**Problem to solve**
Below are records; output exactly the lines from the one with "of the robe" through their final line.

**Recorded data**
◆ ◆ ◆ ◆

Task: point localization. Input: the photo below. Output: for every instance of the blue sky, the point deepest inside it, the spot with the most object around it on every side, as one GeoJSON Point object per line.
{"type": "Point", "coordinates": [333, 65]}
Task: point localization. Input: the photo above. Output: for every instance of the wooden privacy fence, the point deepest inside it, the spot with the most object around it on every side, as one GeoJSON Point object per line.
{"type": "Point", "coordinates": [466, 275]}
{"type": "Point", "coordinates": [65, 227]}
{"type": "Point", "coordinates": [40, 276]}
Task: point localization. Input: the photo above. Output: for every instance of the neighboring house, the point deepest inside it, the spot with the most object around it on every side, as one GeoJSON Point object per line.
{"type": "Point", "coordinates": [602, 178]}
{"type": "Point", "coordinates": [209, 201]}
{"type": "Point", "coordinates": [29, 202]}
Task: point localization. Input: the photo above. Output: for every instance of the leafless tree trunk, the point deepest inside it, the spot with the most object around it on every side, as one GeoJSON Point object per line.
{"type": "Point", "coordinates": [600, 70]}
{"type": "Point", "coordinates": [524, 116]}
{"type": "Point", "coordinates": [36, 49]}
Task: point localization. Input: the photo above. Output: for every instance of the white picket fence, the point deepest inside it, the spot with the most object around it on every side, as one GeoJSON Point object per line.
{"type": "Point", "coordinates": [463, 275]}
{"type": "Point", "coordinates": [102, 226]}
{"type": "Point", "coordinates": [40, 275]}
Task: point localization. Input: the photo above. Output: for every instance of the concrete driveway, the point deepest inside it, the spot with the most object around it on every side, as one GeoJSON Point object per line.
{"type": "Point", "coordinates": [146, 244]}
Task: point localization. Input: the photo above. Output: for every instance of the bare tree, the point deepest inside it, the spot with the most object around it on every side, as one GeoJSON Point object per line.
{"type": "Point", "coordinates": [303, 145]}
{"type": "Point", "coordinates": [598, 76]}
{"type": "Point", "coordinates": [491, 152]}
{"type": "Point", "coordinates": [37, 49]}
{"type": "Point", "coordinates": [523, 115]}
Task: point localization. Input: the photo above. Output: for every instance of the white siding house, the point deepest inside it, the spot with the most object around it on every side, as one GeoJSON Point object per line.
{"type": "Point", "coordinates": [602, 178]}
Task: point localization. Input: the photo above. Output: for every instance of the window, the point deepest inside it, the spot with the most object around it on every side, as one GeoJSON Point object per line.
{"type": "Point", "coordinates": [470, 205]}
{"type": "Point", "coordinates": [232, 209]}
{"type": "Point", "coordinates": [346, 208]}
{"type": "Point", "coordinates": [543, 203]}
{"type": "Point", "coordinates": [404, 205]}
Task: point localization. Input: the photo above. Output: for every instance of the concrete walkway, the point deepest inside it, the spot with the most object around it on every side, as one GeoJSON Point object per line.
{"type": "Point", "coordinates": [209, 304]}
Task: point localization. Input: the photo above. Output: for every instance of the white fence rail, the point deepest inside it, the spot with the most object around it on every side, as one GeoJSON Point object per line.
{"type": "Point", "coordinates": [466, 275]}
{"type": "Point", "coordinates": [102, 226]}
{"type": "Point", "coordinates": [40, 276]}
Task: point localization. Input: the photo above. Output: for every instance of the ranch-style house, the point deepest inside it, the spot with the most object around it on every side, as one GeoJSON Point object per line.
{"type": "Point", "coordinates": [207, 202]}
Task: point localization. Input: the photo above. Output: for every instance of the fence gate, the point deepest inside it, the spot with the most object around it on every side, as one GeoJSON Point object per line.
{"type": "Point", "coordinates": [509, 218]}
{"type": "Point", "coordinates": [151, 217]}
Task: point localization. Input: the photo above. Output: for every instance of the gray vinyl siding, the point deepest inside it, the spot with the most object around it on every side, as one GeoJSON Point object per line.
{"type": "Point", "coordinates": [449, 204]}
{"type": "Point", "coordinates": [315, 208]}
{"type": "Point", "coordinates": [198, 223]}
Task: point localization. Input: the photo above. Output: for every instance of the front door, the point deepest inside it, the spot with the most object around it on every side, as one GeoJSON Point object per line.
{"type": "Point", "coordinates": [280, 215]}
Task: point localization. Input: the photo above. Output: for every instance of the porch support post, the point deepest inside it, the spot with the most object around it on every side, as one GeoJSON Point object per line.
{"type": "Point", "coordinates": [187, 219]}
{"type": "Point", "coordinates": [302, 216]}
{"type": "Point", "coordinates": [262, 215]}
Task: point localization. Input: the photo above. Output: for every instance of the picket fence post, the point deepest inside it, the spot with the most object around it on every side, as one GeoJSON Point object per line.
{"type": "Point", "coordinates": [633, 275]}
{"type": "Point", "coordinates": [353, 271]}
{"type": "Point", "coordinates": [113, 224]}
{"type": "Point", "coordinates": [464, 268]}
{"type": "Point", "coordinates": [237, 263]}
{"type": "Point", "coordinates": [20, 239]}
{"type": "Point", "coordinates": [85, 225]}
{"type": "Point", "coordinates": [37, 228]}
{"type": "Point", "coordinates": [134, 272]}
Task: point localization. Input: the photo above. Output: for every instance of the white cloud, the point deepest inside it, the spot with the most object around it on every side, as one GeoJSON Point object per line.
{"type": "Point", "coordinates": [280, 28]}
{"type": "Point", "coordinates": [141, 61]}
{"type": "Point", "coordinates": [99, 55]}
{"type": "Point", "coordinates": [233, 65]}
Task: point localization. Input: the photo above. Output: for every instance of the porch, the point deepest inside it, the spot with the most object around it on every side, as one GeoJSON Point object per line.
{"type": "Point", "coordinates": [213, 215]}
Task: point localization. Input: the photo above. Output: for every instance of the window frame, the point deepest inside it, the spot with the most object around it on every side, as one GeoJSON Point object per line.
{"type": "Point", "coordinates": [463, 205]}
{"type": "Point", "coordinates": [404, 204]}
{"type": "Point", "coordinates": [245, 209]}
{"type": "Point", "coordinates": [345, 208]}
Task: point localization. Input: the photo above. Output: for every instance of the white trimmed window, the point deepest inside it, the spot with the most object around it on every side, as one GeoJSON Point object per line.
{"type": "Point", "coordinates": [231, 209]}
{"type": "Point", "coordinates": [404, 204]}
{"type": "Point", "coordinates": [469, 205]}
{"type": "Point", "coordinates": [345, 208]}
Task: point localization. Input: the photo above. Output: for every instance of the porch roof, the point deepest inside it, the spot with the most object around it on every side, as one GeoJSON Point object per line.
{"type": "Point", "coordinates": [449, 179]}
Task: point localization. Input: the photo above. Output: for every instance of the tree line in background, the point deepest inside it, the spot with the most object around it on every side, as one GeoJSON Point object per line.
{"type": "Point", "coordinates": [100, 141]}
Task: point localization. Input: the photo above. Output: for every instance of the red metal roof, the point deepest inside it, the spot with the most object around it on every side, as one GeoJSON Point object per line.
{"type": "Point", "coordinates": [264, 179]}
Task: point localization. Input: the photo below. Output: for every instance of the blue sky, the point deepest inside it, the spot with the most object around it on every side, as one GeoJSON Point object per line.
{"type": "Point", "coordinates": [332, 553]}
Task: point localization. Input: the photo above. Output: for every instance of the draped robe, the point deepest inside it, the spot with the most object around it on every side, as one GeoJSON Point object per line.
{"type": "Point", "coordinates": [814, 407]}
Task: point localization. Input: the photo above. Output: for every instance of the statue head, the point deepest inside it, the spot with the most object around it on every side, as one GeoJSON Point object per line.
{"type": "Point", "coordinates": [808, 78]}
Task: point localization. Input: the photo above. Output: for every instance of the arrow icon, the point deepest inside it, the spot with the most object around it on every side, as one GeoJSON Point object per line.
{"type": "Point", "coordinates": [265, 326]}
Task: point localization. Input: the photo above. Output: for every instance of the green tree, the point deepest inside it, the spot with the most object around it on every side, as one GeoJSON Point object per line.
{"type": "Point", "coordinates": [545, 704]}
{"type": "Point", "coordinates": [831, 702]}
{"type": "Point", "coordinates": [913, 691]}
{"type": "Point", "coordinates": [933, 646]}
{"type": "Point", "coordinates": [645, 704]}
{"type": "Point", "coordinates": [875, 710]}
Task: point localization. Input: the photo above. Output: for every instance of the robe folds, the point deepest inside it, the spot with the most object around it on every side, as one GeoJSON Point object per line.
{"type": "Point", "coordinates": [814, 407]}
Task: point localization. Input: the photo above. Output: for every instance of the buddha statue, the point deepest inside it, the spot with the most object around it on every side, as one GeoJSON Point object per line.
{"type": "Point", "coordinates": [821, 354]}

◆ ◆ ◆ ◆

**Solution for this exercise**
Task: point localization. Input: the photo above. Output: for every instance of the robe folds, the point deepest inside it, the spot with the most object around it on every side, as one GeoJSON Point object per line.
{"type": "Point", "coordinates": [814, 407]}
Task: point localization. Input: the photo above. Output: for every instance of the buddha statue, the point deepest inside it, the spot with the most object around it on every side, as one GeoJSON Point object per line.
{"type": "Point", "coordinates": [821, 354]}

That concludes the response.